Region labeling records:
*****
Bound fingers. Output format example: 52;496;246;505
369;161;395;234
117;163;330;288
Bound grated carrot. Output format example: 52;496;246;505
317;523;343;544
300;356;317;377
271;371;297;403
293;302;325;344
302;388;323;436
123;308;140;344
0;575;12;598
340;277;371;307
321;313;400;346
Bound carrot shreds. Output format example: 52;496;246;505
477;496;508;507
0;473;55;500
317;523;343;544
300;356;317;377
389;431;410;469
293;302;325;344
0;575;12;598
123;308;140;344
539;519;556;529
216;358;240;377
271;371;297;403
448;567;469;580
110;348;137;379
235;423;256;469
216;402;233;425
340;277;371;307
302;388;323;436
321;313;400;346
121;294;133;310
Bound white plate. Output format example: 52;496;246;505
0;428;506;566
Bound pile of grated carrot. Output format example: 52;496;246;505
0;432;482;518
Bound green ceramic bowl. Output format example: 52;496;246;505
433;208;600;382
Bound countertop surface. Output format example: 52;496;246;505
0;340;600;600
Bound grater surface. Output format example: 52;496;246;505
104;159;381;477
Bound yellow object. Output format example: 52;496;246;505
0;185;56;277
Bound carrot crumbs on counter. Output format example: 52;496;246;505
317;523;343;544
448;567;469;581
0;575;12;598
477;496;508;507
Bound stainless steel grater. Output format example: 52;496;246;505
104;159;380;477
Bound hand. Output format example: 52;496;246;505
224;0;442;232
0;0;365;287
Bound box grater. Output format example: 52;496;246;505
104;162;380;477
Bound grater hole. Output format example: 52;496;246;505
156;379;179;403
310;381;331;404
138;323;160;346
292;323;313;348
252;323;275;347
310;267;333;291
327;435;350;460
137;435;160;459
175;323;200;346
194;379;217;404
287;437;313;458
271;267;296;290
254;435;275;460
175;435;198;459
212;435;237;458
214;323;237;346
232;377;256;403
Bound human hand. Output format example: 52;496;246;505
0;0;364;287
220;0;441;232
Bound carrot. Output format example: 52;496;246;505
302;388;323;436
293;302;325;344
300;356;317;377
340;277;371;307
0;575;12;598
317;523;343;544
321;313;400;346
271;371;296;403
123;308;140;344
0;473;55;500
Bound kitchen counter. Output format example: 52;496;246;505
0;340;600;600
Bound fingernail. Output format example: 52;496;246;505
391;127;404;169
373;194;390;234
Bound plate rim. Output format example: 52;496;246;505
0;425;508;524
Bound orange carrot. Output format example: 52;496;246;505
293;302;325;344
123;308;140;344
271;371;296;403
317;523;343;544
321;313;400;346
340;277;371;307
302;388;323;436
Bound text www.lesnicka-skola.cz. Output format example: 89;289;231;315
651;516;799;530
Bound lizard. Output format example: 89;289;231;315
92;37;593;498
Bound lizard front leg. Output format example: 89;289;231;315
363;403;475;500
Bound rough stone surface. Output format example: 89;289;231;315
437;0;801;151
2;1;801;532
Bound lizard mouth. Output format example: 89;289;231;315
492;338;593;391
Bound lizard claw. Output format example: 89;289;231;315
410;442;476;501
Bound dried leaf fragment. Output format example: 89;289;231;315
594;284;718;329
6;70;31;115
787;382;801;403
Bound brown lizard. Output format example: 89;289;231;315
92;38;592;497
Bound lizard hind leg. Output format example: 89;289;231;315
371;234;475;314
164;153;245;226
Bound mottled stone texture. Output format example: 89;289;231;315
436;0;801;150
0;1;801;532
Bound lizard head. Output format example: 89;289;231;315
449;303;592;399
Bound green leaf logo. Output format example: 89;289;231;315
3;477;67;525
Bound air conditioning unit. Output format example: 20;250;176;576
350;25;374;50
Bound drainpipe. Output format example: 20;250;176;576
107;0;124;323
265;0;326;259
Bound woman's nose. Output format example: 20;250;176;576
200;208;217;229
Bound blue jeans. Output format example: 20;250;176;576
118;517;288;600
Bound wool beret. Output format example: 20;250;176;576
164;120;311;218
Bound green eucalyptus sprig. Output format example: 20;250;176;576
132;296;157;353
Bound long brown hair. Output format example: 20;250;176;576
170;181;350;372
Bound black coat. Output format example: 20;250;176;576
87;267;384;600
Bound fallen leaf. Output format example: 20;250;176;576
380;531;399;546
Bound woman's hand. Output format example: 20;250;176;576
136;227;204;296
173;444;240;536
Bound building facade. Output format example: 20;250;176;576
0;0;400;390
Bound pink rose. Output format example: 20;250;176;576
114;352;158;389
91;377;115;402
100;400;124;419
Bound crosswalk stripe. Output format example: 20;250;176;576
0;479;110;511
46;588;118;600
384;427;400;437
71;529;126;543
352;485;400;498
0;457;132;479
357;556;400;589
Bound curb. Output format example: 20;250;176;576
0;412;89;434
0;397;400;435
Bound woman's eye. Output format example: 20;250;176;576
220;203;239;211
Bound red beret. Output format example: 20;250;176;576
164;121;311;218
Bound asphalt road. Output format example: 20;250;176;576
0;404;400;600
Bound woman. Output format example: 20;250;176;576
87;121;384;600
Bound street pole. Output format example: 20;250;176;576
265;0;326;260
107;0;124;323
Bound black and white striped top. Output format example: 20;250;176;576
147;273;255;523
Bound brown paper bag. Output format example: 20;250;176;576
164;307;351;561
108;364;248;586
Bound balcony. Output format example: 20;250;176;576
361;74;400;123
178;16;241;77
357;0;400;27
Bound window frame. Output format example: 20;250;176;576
*****
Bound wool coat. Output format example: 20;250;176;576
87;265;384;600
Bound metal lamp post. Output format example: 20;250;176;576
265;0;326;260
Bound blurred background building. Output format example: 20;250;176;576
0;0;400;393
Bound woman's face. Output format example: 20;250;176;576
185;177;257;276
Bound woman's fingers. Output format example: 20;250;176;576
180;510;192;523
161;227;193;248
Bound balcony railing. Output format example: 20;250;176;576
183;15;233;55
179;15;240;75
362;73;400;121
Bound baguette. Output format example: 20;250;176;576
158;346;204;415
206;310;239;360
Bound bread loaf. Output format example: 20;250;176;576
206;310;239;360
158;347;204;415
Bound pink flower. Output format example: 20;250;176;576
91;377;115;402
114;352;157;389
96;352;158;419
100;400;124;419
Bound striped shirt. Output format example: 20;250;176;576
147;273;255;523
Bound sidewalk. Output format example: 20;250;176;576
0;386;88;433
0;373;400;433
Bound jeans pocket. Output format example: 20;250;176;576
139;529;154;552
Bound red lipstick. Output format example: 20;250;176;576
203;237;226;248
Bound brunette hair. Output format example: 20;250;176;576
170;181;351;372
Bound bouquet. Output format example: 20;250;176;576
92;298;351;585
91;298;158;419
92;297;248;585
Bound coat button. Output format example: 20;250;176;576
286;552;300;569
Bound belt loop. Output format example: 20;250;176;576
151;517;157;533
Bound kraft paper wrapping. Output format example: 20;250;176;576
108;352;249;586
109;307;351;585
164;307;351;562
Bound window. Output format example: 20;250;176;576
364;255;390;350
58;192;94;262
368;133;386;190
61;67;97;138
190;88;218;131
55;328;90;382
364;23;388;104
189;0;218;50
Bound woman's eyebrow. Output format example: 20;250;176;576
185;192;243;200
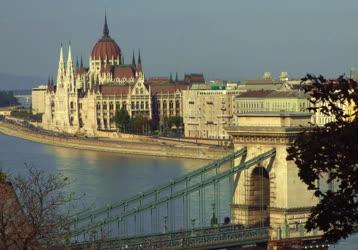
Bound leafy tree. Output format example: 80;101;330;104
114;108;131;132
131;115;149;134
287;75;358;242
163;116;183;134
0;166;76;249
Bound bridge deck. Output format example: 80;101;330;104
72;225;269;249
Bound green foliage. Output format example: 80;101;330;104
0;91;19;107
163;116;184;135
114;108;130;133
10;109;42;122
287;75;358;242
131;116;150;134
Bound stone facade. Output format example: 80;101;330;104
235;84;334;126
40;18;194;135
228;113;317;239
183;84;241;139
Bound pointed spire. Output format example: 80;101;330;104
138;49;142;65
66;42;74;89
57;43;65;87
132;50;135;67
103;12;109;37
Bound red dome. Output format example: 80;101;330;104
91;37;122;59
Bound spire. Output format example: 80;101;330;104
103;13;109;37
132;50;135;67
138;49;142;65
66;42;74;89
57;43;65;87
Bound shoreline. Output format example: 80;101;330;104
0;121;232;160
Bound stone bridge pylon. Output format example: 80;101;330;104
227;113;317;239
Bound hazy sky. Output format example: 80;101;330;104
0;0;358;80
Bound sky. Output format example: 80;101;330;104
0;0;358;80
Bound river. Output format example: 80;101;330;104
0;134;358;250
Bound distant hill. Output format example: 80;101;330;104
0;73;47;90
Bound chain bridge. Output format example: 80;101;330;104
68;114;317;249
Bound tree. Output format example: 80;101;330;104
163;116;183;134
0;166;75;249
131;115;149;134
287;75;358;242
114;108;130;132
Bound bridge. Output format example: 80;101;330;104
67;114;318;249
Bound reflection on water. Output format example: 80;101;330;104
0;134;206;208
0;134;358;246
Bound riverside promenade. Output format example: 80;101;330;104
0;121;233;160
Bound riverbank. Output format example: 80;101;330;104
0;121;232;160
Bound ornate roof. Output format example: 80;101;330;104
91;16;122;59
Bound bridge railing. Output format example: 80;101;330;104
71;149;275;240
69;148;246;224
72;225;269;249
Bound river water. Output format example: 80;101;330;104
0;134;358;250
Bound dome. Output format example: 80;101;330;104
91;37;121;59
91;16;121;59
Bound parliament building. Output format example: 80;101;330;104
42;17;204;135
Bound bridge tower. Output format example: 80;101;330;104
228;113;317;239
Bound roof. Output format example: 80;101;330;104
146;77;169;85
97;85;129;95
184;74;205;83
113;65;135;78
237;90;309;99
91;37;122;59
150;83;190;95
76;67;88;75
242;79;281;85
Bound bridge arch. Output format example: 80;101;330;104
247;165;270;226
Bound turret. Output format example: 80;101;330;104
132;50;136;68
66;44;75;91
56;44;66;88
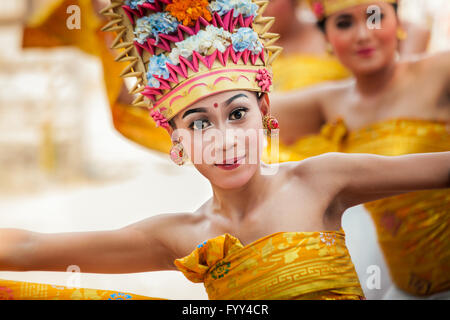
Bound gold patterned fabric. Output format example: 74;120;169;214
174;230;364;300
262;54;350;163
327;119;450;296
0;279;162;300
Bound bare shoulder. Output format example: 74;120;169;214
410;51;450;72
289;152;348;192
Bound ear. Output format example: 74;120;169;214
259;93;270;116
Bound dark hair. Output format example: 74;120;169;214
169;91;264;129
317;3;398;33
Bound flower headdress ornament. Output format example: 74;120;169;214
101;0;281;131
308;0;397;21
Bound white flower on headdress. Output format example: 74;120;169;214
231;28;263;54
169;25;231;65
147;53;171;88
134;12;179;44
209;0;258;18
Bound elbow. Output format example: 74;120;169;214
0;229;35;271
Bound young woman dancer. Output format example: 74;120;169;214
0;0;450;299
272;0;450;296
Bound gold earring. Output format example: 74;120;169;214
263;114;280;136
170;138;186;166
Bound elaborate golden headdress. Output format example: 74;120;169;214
*****
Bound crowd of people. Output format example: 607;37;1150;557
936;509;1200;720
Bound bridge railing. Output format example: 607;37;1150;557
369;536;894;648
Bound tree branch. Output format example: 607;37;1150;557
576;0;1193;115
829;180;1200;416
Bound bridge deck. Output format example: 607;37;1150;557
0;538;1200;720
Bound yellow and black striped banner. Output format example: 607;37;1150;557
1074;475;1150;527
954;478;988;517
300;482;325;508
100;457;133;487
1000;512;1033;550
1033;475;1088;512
*****
» OBJECTIVE
Convert the stretch of rows from the line containing "Bound black and" through the line containing "Bound window frame." into a JSON list of strings, one string per line, leaving out blank lines.

» FINISHED TASK
[
  "Bound black and white striped top. Output format example: 20;250;176;576",
  "147;273;255;523",
  "Bound brown paper bag. Output format example: 20;250;176;576",
  "164;307;351;561",
  "108;364;248;586",
  "Bound balcony. Output format example: 20;250;176;576",
  "361;74;400;123",
  "178;16;241;77",
  "357;0;400;27",
  "Bound window frame. Output format example: 20;250;176;576"
]